◆ ESTRATTO SCELTO
********************
Secondo me sono più svegli. Sono più ironici (se non addirittura sarcastici). Sono più veloci. Ma sono anche più distratti, più deconcentrati, più smemorati. E tutte queste caratteristiche sembrano proprio il frutto del fatto che sono stimolati da ogni direzione, del fatto che percepiscono quanto il mondo cambi velocemente, è come se avessero chiaro un concetto che noi adulti ancora non accettiamo: il presente dura davvero un attimo, il tempo che sia già tempo di chiamarlo passato (chissà il signor Quinto Orazio Flacco e il signor Lorenzo De Medici come la esprimerebbero, ora, questa faccenda).
********************
◆ Record di un dataset
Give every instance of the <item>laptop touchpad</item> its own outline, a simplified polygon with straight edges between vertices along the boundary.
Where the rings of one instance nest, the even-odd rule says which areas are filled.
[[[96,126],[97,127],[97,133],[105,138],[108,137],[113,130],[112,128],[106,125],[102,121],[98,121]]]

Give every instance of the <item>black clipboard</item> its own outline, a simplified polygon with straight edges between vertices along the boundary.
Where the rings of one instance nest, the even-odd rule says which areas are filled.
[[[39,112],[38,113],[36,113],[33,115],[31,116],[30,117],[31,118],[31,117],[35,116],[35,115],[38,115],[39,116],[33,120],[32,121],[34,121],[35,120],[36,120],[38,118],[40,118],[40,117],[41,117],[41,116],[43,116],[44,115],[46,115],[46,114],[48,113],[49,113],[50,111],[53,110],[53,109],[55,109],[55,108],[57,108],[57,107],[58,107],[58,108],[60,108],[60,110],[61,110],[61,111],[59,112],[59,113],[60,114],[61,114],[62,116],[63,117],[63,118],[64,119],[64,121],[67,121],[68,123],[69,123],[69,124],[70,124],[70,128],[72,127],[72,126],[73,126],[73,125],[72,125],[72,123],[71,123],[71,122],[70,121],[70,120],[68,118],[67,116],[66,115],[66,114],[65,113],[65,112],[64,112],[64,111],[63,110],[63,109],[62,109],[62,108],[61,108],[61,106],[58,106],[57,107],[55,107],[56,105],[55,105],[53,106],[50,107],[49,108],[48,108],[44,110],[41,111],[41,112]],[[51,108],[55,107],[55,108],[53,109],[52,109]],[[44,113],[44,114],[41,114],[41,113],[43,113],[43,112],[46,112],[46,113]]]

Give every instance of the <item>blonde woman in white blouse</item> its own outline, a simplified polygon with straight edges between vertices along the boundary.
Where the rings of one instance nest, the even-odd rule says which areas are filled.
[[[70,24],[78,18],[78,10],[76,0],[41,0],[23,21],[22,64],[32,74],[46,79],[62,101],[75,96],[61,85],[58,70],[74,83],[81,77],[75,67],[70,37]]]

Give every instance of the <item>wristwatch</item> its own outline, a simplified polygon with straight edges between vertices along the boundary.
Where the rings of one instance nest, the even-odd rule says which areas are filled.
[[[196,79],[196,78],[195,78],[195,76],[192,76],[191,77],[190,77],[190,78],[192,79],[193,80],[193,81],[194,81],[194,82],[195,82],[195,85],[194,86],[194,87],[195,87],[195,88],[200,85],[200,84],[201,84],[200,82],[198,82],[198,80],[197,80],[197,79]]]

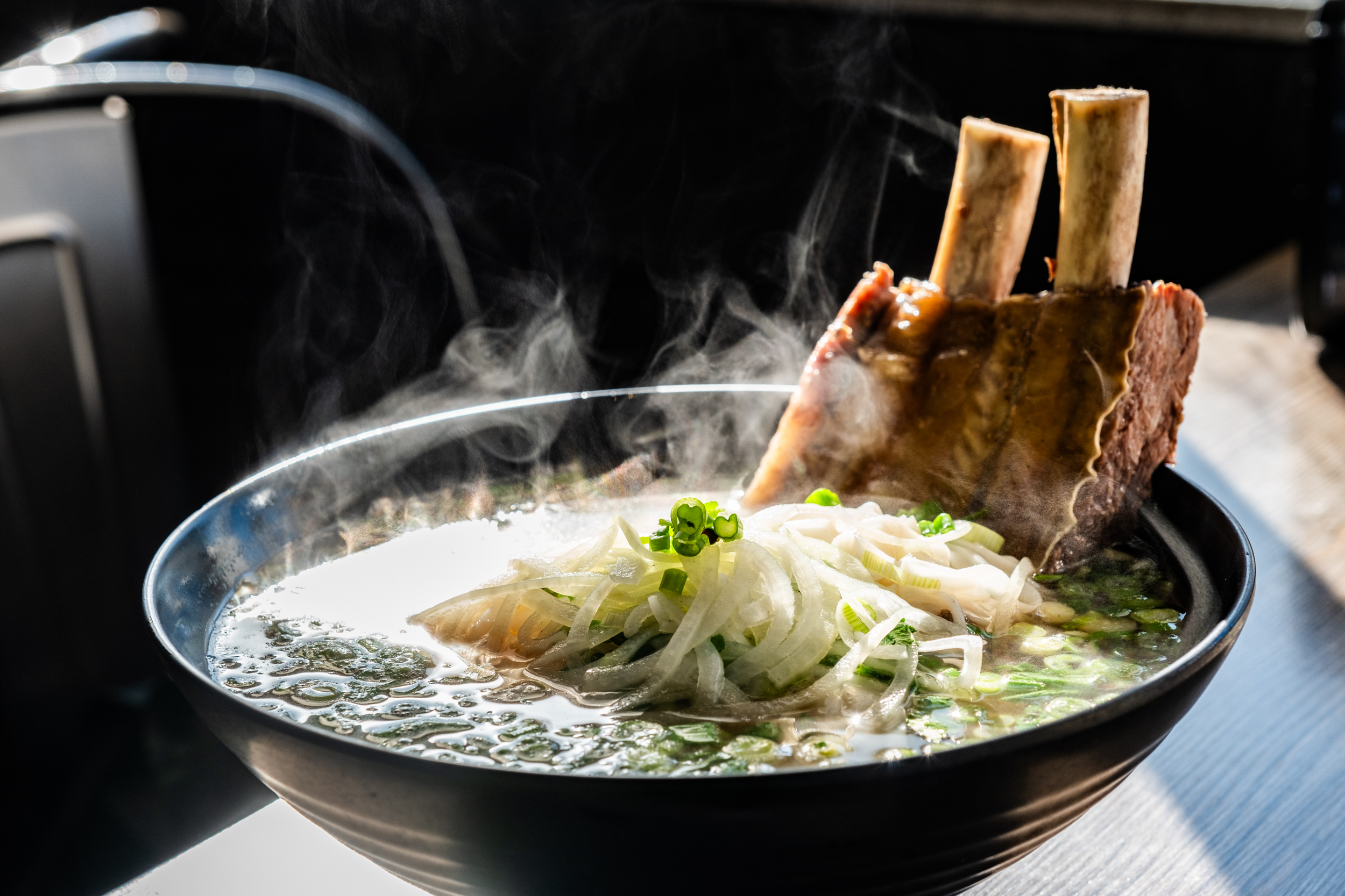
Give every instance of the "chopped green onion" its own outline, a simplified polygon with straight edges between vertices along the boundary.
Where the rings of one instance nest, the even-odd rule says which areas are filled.
[[[742,733],[751,737],[765,737],[767,740],[775,740],[776,743],[779,743],[780,737],[784,736],[780,731],[780,725],[773,721],[763,721],[759,725],[752,725]]]
[[[873,607],[870,607],[868,603],[863,603],[861,600],[859,606],[862,606],[863,611],[868,613],[870,617],[874,615]],[[863,622],[859,621],[859,614],[857,614],[854,610],[851,610],[849,603],[846,603],[845,606],[841,607],[841,613],[842,613],[842,615],[845,615],[845,621],[849,622],[850,627],[854,629],[855,631],[868,631],[869,630],[869,626],[863,625]]]
[[[886,637],[878,643],[888,646],[901,643],[908,647],[913,647],[916,646],[916,627],[912,625],[907,625],[907,619],[905,617],[902,617],[901,622],[897,623],[897,627],[889,631]]]
[[[952,532],[952,517],[947,513],[940,513],[932,520],[920,520],[920,535],[929,537],[931,535],[943,535],[944,532]]]
[[[1177,622],[1181,614],[1176,610],[1135,610],[1130,614],[1137,622]]]
[[[664,570],[659,579],[659,591],[679,595],[686,588],[686,572],[682,570]]]
[[[714,520],[714,533],[724,539],[725,541],[732,541],[733,539],[742,537],[742,524],[738,523],[738,514],[733,513],[730,516],[721,516]]]
[[[881,553],[874,553],[873,551],[865,551],[863,556],[859,557],[859,563],[863,564],[865,570],[882,579],[890,579],[892,582],[897,582],[901,578],[901,574],[897,571],[897,567],[892,566],[892,562],[888,560]]]
[[[901,578],[897,579],[900,584],[909,584],[912,588],[939,588],[942,583],[939,579],[931,579],[925,575],[916,575],[905,570],[901,571]]]
[[[822,506],[841,506],[841,498],[831,489],[816,489],[803,500],[804,504],[820,504]]]
[[[943,505],[937,501],[925,501],[915,509],[916,520],[933,520],[943,513]]]
[[[720,727],[713,721],[698,721],[690,725],[670,725],[668,731],[689,744],[720,743]]]
[[[979,523],[971,524],[971,532],[962,536],[963,541],[971,541],[972,544],[979,544],[995,553],[999,553],[999,548],[1005,545],[1005,536],[999,535],[987,525],[981,525]]]
[[[855,666],[854,674],[861,678],[873,678],[874,681],[892,681],[890,672],[882,672],[881,669],[874,669],[873,666],[866,666],[862,662]]]

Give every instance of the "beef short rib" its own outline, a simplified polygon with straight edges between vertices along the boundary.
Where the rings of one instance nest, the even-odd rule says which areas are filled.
********************
◆ CONSEGNA
Ricopia una parte dell'estratto scelto: parti dalle parole "Secondo me sono" e fermati dopo "ora, questa faccenda).". Nel passo rinomina "Quinto Orazio Flacco" in "Orazio". L'elenco è materiale a sé, indipendente dall'estratto scelto.

◆ RISPOSTA
Secondo me sono più svegli. Sono più ironici (se non addirittura sarcastici). Sono più veloci. Ma sono anche più distratti, più deconcentrati, più smemorati. E tutte queste caratteristiche sembrano proprio il frutto del fatto che sono stimolati da ogni direzione, del fatto che percepiscono quanto il mondo cambi velocemente, è come se avessero chiaro un concetto che noi adulti ancora non accettiamo: il presente dura davvero un attimo, il tempo che sia già tempo di chiamarlo passato (chissà il signor Orazio e il signor Lorenzo De Medici come la esprimerebbero, ora, questa faccenda).